__Written request 1__
Name the hardware-level techniques that the text on embedded systems evidence gives for accessing an embedded system's data.
__Written request 2__
Render this sentence from the text on embedded systems evidence in Spanish: "A smart lock's access log can establish who entered an apartment at a specific time in a landlord-tenant dispute."
__Written request 3__
In the text on embedded systems evidence, repeat word for word the part from "Embedded Systems Evidence" to "access their data.".

__Passage__
★ ★ ★
Embedded Systems Evidence in New York Litigation
Embedded systems are everywhere in the New York built environment: in the building management controllers that regulate HVAC, access control, and fire suppression in Midtown office towers, in the point-of-sale terminals and ATMs that process financial transactions across the city, in the industrial controllers at manufacturing facilities in Long Island and Westchester, and in the hundreds of IoT devices that populate corporate offices, hotel rooms, and residences throughout the five boroughs. When these devices become relevant to litigation, whether as evidence of unauthorized access, as sources of records about events at a specific location, or as the subject of product liability or intellectual property claims, standard digital forensic techniques are often insufficient to access their data.
Unlike a laptop or smartphone, an embedded system typically does not expose a user-accessible interface for data export. It has no USB port that accepts a forensic write-blocker, no software agent that can be installed to perform a logical backup, and no standard file system that forensic tools recognize. Accessing its data requires hardware-level techniques: reading flash memory chips directly, accessing processor debug interfaces through JTAG pins on the circuit board, or capturing firmware over a serial UART connection during boot. These techniques require specialized equipment, electronics knowledge, and familiarity with the specific processor architectures and storage technologies used in the target device class.
New York courts are increasingly encountering embedded device evidence in contexts that did not exist a decade ago. A smart lock's access log can establish who entered an apartment at a specific time in a landlord-tenant dispute. A building management system's event log can document whether a fire suppression system behaved correctly in a liability case. A network-connected surveillance camera's internal storage can contain footage relevant to a criminal matter that was not captured by the cloud recording service. A modified electronic shelf label in a retail store can carry evidence of price manipulation. NYCF's embedded systems forensic practice addresses all of these scenarios, applying appropriate acquisition methodology and documenting findings for use in New York legal proceedings under NY CPLR Article 45 and applicable federal rules of evidence.
★ ★ ★
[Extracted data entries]
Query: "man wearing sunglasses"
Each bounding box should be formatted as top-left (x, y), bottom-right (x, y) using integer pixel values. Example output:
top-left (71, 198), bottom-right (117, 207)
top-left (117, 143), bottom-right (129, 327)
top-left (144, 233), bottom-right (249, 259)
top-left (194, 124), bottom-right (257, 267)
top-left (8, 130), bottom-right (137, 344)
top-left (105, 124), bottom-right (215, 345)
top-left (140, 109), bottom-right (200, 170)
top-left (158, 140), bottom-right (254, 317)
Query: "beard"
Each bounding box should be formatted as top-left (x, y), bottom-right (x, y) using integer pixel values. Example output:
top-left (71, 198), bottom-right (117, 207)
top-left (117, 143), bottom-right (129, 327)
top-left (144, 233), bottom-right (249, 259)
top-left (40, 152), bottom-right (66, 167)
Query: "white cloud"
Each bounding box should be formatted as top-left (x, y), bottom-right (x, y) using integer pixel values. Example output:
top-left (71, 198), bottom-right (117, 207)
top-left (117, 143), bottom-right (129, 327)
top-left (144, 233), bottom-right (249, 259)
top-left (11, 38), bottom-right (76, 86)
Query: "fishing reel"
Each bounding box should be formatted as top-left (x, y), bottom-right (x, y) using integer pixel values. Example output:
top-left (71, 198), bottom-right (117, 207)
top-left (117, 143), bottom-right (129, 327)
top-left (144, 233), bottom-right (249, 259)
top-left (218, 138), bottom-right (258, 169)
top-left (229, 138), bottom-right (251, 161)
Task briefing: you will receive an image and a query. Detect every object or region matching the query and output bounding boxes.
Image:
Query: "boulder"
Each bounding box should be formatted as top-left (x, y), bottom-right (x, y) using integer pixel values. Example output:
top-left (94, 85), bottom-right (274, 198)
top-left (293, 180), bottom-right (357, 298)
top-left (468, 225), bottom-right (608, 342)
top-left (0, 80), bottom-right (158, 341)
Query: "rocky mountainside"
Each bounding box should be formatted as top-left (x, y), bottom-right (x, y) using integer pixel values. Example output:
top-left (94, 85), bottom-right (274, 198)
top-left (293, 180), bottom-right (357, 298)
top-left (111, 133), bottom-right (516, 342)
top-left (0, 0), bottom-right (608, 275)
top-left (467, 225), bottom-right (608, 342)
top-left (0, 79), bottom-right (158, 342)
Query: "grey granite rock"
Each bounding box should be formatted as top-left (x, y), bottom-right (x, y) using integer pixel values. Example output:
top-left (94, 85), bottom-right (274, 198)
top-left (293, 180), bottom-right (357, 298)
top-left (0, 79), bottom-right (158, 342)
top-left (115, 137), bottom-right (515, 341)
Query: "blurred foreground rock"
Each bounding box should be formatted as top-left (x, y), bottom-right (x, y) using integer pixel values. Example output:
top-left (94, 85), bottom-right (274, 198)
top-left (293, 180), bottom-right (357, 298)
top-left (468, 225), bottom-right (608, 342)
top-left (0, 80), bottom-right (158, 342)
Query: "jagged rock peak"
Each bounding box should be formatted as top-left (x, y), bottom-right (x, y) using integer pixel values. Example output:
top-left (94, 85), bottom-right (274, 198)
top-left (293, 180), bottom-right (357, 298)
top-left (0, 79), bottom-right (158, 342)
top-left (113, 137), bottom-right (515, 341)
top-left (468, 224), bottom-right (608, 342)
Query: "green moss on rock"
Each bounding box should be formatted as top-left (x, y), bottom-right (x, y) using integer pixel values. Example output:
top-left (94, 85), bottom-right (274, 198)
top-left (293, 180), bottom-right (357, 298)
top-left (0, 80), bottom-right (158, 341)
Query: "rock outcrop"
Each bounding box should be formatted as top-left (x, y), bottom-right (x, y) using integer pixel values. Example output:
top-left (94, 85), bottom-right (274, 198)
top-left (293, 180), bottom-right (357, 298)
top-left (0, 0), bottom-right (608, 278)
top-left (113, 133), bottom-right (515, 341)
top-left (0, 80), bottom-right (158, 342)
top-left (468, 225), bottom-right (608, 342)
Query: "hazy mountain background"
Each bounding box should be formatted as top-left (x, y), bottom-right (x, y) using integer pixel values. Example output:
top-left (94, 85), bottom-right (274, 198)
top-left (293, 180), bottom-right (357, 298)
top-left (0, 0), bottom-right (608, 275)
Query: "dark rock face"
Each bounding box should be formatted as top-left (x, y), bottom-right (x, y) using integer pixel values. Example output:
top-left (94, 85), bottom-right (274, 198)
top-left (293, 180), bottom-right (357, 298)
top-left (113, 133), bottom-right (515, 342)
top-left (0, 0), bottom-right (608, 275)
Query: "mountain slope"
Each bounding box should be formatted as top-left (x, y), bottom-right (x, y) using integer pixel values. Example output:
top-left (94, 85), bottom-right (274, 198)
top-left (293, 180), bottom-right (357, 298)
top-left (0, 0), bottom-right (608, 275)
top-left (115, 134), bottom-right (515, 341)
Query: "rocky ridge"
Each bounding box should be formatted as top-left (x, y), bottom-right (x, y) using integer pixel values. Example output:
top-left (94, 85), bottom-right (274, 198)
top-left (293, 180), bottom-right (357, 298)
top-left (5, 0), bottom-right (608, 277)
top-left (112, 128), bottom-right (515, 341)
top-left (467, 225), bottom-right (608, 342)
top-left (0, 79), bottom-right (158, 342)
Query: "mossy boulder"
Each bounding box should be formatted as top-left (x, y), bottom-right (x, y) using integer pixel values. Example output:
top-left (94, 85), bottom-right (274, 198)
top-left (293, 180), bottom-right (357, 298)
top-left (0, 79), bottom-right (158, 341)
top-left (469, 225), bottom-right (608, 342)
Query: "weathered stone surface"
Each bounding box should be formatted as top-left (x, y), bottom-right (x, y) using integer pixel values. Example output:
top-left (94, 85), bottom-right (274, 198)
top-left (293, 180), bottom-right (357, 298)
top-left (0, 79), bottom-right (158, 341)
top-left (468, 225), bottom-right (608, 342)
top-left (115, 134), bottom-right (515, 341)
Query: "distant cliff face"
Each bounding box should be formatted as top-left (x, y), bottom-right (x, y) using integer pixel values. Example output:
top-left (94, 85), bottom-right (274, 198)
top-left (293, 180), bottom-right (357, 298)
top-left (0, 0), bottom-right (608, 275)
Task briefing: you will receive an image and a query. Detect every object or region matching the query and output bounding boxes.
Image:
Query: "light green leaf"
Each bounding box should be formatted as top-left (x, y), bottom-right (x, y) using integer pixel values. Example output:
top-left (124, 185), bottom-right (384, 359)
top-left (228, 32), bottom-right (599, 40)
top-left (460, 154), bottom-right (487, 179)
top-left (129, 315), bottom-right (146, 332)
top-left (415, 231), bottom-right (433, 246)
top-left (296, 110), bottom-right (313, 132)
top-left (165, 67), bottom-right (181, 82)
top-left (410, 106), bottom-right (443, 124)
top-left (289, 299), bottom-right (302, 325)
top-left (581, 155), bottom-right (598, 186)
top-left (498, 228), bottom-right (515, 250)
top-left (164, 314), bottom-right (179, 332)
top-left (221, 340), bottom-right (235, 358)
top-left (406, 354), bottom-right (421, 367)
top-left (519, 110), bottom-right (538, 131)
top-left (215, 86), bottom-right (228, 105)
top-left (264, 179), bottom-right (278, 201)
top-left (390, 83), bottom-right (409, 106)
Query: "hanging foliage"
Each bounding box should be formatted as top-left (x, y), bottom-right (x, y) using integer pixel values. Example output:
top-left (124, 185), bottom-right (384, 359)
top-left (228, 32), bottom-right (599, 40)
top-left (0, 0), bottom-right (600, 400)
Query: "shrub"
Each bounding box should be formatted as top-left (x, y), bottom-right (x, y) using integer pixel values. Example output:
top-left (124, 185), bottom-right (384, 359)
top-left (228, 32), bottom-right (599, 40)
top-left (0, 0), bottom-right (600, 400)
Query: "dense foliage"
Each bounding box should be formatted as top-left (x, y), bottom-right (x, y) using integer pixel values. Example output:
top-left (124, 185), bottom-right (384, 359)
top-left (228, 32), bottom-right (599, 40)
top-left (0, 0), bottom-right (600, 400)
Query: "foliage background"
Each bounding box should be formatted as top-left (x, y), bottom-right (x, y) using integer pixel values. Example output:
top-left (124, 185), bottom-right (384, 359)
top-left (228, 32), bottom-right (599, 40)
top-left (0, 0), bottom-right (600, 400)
★ ★ ★
__Problem solution 1__
- Reading flash memory chips directly
- Accessing processor debug interfaces through JTAG pins on the circuit board
- Capturing firmware over a serial UART connection during boot

__Problem solution 2__
El registro de accesos de una cerradura inteligente puede establecer quién entró en un apartamento a una hora determinada en una disputa entre arrendador e inquilino.

__Problem solution 3__
Embedded Systems Evidence in New York Litigation
Embedded systems are everywhere in the New York built environment: in the building management controllers that regulate HVAC, access control, and fire suppression in Midtown office towers, in the point-of-sale terminals and ATMs that process financial transactions across the city, in the industrial controllers at manufacturing facilities in Long Island and Westchester, and in the hundreds of IoT devices that populate corporate offices, hotel rooms, and residences throughout the five boroughs. When these devices become relevant to litigation, whether as evidence of unauthorized access, as sources of records about events at a specific location, or as the subject of product liability or intellectual property claims, standard digital forensic techniques are often insufficient to access their data.